▸ What you should do: Extract every line of the entries below and reproduce each one verbatim.

** Begin Records for the task **

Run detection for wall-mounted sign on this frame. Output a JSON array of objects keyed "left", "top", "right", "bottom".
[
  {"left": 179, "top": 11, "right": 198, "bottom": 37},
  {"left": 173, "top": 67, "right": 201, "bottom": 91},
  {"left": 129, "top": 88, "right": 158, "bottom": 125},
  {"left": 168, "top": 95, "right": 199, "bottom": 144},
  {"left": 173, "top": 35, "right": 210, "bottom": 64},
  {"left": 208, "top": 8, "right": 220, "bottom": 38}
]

** End Records for the task **

▸ Finished task:
Run detection for wall-mounted sign on this frame. Output a JSON array of objects keyed "left", "top", "right", "bottom".
[
  {"left": 179, "top": 11, "right": 198, "bottom": 37},
  {"left": 173, "top": 67, "right": 201, "bottom": 91},
  {"left": 129, "top": 88, "right": 158, "bottom": 125},
  {"left": 168, "top": 95, "right": 199, "bottom": 144},
  {"left": 173, "top": 35, "right": 210, "bottom": 64},
  {"left": 208, "top": 8, "right": 220, "bottom": 38}
]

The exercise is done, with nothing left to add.